### Фрагмент текста

:::

Чем же это объяснялось? В 1868 году, через тридцать лет после описываемого времени, Тургенев рассказывал: «Окончив курс по философскому факультету С.-Петербургского университета в 1837[38] году, я весною 1838 года отправился доучиваться в Берлин… Я был убежден, что в России возможно только набраться некоторых приготовительных сведений, но что источник настоящего знания находится за границей. Из числа тогдашних преподавателей С.-Петербургского университета не было ни одного, который мог бы поколебать во мне это убеждение; впрочем, они сами были им проникнуты; его придерживалось и министерство, во главе которого стоял граф Уваров…»
Как явствует из дальнейшего рассказа, Тургенев был убежден не только в том, что в России нет «настоящего знания», но и в том, что в ней почти нет еще «настоящей» литературы и искусства. Тургенев, в частности, прямо заявляет, что «я, конечно, не написал бы «Записок охотника», если б остался в России».

:::

### Задания
a) Назовите все, чего, по убеждению Тургенева, в России не было или почти не было, согласно отрывку о нем.
b) Продолжите отрывок о Тургеневе с того места, на котором он заканчивается.
Записи никак не связаны с этим отрывком.

### Записи
:::

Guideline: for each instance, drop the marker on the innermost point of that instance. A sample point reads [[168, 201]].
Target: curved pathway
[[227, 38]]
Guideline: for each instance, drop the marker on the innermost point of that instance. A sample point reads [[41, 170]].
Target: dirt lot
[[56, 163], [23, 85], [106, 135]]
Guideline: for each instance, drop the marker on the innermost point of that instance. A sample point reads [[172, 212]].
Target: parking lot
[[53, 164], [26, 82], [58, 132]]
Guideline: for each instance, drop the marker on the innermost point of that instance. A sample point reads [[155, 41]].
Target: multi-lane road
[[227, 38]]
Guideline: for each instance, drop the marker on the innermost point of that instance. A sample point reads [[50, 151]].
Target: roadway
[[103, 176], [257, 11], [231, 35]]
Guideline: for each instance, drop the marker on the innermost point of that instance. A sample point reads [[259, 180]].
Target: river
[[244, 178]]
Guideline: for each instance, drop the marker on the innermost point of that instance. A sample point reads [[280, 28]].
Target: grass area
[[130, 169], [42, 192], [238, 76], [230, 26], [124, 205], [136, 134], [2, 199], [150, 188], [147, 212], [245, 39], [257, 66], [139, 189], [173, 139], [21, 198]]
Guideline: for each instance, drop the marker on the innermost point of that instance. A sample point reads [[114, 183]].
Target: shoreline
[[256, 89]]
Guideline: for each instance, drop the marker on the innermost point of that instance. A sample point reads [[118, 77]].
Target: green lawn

:::

### Ответы по заданиям
a) Настоящее знание, «настоящая» литература и искусство.

b)
Но далее Тургенев — даже несколько неожиданно — говорит о том, что теперь, в 1868 году, когда он пишет свои воспоминания, он совершенно иначе, чем в 1838 году, — в сущности, даже прямо противоположно, — оценивает состояние русской литературы и культуры 1830-х годов. «Между тем, — пишет Тургенев, — та эпоха останется памятной в истории нашего духовного развития. С тех пор прошло с лишним тридцать лет, но мы все еще живем под веянием и в тени того, что началось тогда; мы еще не произвели ничего равносильного» (курсив мой. — В. К.).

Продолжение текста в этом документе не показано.